What the task requires:
Edit the records from the start through the line containing "box: [256, 313, 433, 437]", inclusive, replacing "rough mask" with "coarse mask" and changing nothing else. Leave the pictures out of your answer.

Data:

○ ○ ○ ○ ○

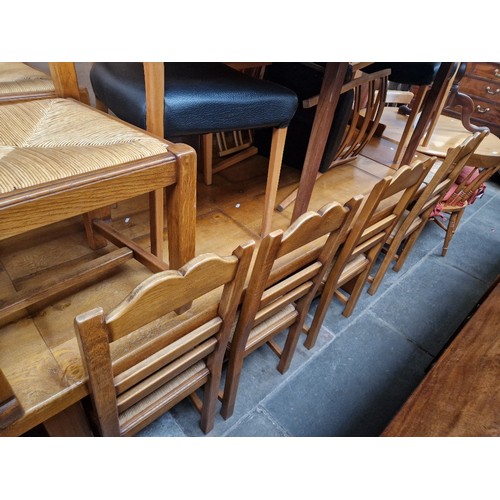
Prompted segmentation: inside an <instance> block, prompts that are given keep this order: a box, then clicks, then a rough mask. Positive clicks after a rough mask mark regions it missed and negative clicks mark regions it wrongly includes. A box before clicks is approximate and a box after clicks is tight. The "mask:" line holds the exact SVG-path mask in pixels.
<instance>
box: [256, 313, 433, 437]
mask: <svg viewBox="0 0 500 500" xmlns="http://www.w3.org/2000/svg"><path fill="white" fill-rule="evenodd" d="M431 359H432V358H431V357H430V356H428V355H427V354H425V353H424V352H422V351H421V350H420V349H418V347H417V346H416V345H415V344H413V343H411V342H409V341H408V340H406V339H405V338H403V337H402V336H401V335H399V334H398V333H396V332H395V331H393V330H392V329H390V328H388V327H387V325H386V324H385V323H384V322H382V321H381V320H380V319H379V318H377V317H376V316H374V315H372V314H371V313H367V314H366V315H365V316H364V317H363V318H362V320H361V319H360V320H358V321H355V322H353V323H352V324H351V325H350V326H349V327H348V328H347V329H346V330H345V331H344V332H343V333H342V334H341V335H340V336H339V337H337V338H336V339H335V340H334V341H332V342H331V343H330V344H329V345H328V346H327V347H325V348H324V349H323V350H322V351H321V352H320V353H318V354H317V355H316V356H315V357H314V358H313V359H311V360H310V361H309V362H308V363H307V364H305V365H304V366H303V367H302V368H301V369H300V370H299V371H298V372H297V373H296V374H295V375H294V376H293V377H291V378H290V379H289V380H288V381H286V382H285V383H284V384H282V386H281V387H280V388H278V389H277V390H275V391H274V392H273V393H272V394H271V395H270V396H269V397H268V398H267V399H266V400H265V401H264V402H263V403H262V405H263V406H264V408H265V409H266V410H267V412H268V413H269V414H270V415H271V416H272V418H273V420H274V421H276V422H278V423H279V424H280V425H281V426H282V427H283V428H285V429H287V431H288V432H289V433H290V435H292V436H318V437H325V436H376V435H378V434H379V433H380V432H381V431H382V430H383V429H384V427H385V426H386V425H387V423H388V422H389V420H390V418H392V416H393V415H394V414H395V412H396V411H397V410H398V409H399V408H400V406H401V405H402V403H403V402H404V401H405V399H406V398H407V397H408V395H409V394H410V393H411V391H412V390H413V389H414V388H415V387H416V385H417V384H418V383H419V382H420V380H421V379H422V378H423V376H424V371H425V369H426V368H427V366H428V365H429V363H430V361H431Z"/></svg>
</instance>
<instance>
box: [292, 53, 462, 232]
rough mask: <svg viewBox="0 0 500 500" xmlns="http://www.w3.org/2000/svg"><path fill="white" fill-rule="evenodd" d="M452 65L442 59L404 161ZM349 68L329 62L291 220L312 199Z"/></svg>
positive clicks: (323, 83)
mask: <svg viewBox="0 0 500 500" xmlns="http://www.w3.org/2000/svg"><path fill="white" fill-rule="evenodd" d="M452 67H453V63H449V62H443V63H441V66H440V68H439V70H438V73H437V75H436V78H435V80H434V83H433V85H432V87H431V90H430V91H429V93H428V95H427V98H426V100H425V102H424V105H423V107H422V112H421V114H420V117H419V119H418V122H417V125H416V127H415V130H414V132H413V134H412V136H411V138H410V141H409V144H408V147H407V149H406V152H405V154H404V156H403V158H402V161H401V164H402V165H404V164H409V163H411V161H412V160H413V157H414V155H415V152H416V150H417V146H418V145H419V144H420V141H421V139H422V137H423V134H424V132H425V129H426V127H427V125H428V123H429V122H430V121H431V118H432V113H433V111H434V109H435V108H437V106H438V105H439V102H440V97H441V96H442V94H443V92H444V91H445V89H446V87H447V82H448V79H449V75H450V73H451V71H452ZM347 69H348V63H347V62H330V63H327V64H326V68H325V75H324V77H323V83H322V86H321V90H320V94H319V100H318V106H317V109H316V114H315V117H314V122H313V126H312V130H311V136H310V139H309V144H308V147H307V152H306V157H305V159H304V167H303V169H302V174H301V177H300V183H299V189H298V193H297V199H296V201H295V207H294V210H293V214H292V222H293V221H295V220H296V219H297V218H298V217H300V216H301V215H302V214H303V213H304V212H306V211H307V209H308V206H309V200H310V199H311V194H312V191H313V188H314V183H315V180H316V177H317V174H318V171H319V166H320V163H321V158H322V156H323V152H324V150H325V146H326V141H327V138H328V134H329V132H330V127H331V125H332V121H333V116H334V114H335V108H336V106H337V103H338V100H339V96H340V90H341V88H342V84H343V82H344V78H345V75H346V73H347Z"/></svg>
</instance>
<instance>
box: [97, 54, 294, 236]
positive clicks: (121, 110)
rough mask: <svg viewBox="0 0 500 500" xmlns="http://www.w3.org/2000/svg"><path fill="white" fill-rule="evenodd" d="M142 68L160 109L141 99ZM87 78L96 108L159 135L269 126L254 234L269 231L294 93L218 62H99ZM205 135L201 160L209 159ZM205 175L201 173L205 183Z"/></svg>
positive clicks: (208, 144) (143, 99)
mask: <svg viewBox="0 0 500 500" xmlns="http://www.w3.org/2000/svg"><path fill="white" fill-rule="evenodd" d="M151 65H155V66H154V67H153V66H151ZM148 68H153V69H152V73H154V74H155V79H154V82H153V85H154V88H155V91H154V92H155V93H156V94H158V95H160V94H161V96H164V99H163V100H162V103H163V106H162V109H154V110H152V109H151V108H150V104H149V103H147V101H146V95H145V84H144V76H143V75H144V71H149V69H148ZM90 79H91V82H92V88H93V90H94V93H95V95H96V102H97V105H98V106H99V107H100V109H105V110H109V111H112V112H113V113H114V114H116V115H117V116H119V117H120V118H122V119H123V120H125V121H127V122H130V123H132V124H134V125H136V126H138V127H142V128H148V130H150V131H153V132H155V133H157V134H158V135H161V136H162V137H163V136H166V137H169V138H172V137H184V136H192V135H201V136H204V135H207V134H213V133H217V132H227V131H238V130H247V129H257V128H272V129H273V139H272V147H271V155H270V159H269V166H268V175H267V184H266V189H265V197H264V211H263V218H262V225H261V231H260V232H261V235H265V234H267V233H268V232H269V231H270V229H271V223H272V215H273V211H274V205H275V201H276V194H277V189H278V182H279V176H280V170H281V164H282V157H283V148H284V144H285V138H286V132H287V127H288V124H289V122H290V120H291V119H292V117H293V115H294V113H295V110H296V108H297V96H296V95H295V93H294V92H292V91H291V90H289V89H287V88H286V87H283V86H281V85H277V84H274V83H271V82H268V81H266V80H263V79H259V78H254V77H252V76H249V75H247V74H243V73H242V72H240V71H237V70H235V69H233V68H231V67H229V66H227V65H225V64H223V63H145V64H144V65H143V64H141V63H131V62H130V63H129V62H99V63H95V64H94V65H93V66H92V69H91V73H90ZM147 113H150V114H154V115H155V116H157V117H158V118H157V126H156V128H155V130H153V129H152V128H150V127H149V126H148V123H147ZM209 137H210V140H207V141H205V143H204V146H205V150H204V156H205V157H206V158H208V157H211V156H212V151H211V147H210V146H211V135H209ZM211 175H212V172H211V170H210V171H209V170H207V171H205V179H206V181H207V183H208V184H210V183H211Z"/></svg>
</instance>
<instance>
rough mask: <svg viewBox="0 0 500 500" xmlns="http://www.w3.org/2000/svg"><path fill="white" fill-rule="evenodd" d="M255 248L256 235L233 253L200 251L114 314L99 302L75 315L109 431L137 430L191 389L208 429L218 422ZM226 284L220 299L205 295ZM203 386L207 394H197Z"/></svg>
mask: <svg viewBox="0 0 500 500" xmlns="http://www.w3.org/2000/svg"><path fill="white" fill-rule="evenodd" d="M253 247H254V242H249V243H247V244H245V245H242V246H240V247H238V248H237V249H236V250H235V251H234V252H233V255H231V256H229V257H219V256H218V255H215V254H204V255H200V256H199V257H196V258H194V259H193V260H192V261H190V262H188V264H186V265H185V266H184V267H183V268H181V269H180V270H179V271H174V270H172V271H165V272H162V273H157V274H155V275H153V276H151V277H149V278H147V279H146V280H145V281H144V282H143V283H141V284H140V285H138V286H137V287H136V288H135V289H134V290H133V291H132V292H131V293H130V294H129V296H128V297H127V298H126V299H125V300H124V301H123V302H122V303H121V304H120V305H118V306H117V307H116V308H115V309H113V310H112V311H110V312H108V313H107V314H104V311H103V310H102V308H96V309H93V310H92V311H89V312H87V313H84V314H82V315H79V316H78V317H77V318H76V319H75V328H76V332H77V338H78V342H79V345H80V350H81V354H82V358H83V362H84V366H85V367H86V371H87V374H88V386H89V392H90V395H91V399H92V402H93V407H94V411H95V416H96V423H97V425H98V428H99V429H100V434H101V435H102V436H130V435H133V434H135V433H137V432H138V431H139V430H141V429H142V428H144V427H145V426H146V425H148V424H149V423H151V422H152V421H154V420H155V419H157V418H158V417H159V416H161V415H162V414H164V413H166V412H167V411H168V410H170V408H172V407H173V406H174V405H176V404H177V403H179V402H180V401H182V400H183V399H185V398H186V397H188V396H193V398H194V402H195V405H196V407H197V409H199V410H200V411H201V423H200V426H201V428H202V430H203V431H204V432H209V431H210V430H211V429H212V428H213V425H214V418H215V413H216V410H217V404H218V399H217V394H218V391H219V384H220V379H221V371H222V362H223V359H224V353H225V350H226V346H227V341H228V338H229V334H230V332H231V328H232V325H233V320H234V317H235V313H236V310H237V307H238V303H239V300H240V297H241V292H242V289H243V285H244V283H245V277H246V274H247V271H248V266H249V264H250V262H251V257H252V252H253ZM221 287H223V290H222V292H219V295H218V296H220V299H218V300H209V302H205V299H206V296H207V295H209V294H210V293H214V292H216V291H217V290H220V288H221ZM196 301H199V302H196ZM191 302H193V305H192V306H191V308H190V309H189V310H188V311H187V312H184V313H182V314H180V315H178V314H176V312H175V311H176V310H179V309H181V308H183V306H184V305H185V304H187V303H191ZM198 304H199V305H198ZM207 304H208V305H207ZM201 387H204V397H203V401H200V400H199V398H198V397H197V395H196V391H197V390H198V389H199V388H201Z"/></svg>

○ ○ ○ ○ ○

Task solution:
Prompted segmentation: inside an <instance> block, prompts that are given keep this order: a box, then clicks, then a coarse mask. Positive clicks after a coarse mask mark regions it missed and negative clicks mark regions it wrongly includes. A box before clicks is approximate and a box after clicks is tight. The "mask:" line holds the exact SVG-path mask in pixels.
<instance>
box: [256, 313, 433, 437]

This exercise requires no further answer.